■ STATED TASK:
Reproduce the data, starting at its first line and stopping after the line containing "[[239, 233]]", with both ends included. Shift every coordinate in the answer lists by adding 62, leave all other lines and the sample coordinates unchanged, and omit the pictures.

■ RECORDS SUPPLIED:
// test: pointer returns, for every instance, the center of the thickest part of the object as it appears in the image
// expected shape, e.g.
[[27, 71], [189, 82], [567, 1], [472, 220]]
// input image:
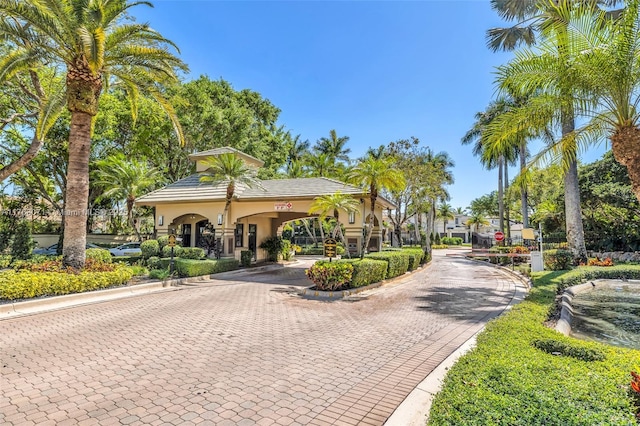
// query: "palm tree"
[[331, 205], [374, 175], [227, 169], [126, 180], [333, 147], [445, 212], [98, 45]]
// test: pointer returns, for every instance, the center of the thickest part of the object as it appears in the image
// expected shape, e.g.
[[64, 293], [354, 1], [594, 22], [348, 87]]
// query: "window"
[[239, 233]]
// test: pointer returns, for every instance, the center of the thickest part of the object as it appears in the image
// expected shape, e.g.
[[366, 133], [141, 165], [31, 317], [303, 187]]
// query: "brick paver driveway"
[[243, 350]]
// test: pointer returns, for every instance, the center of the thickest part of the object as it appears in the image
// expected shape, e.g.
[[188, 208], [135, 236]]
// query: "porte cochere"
[[194, 210]]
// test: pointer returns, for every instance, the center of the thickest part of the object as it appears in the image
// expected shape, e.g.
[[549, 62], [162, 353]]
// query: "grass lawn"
[[512, 377]]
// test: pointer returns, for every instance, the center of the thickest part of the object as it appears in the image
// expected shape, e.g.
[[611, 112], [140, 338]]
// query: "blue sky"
[[376, 71]]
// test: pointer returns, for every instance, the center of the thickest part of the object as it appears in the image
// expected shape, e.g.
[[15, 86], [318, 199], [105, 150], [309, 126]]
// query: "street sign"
[[330, 249]]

■ OUTPUT FOR THIS TASK:
// test: pointer returns, for every instance, the center of the thickest part of the object as it appears in the image
// expected shape, e.g.
[[27, 71], [189, 82], [567, 1], [472, 220]]
// input image:
// query: "palm tree"
[[393, 267], [436, 237], [289, 231], [188, 242], [395, 209], [507, 274], [160, 107]]
// test: pointer returns, for every instance, the center of the thickest part of the object as it appears in the image
// expected shape, e.g.
[[64, 293], [354, 1], [594, 22], [348, 87]]
// query: "window"
[[301, 295]]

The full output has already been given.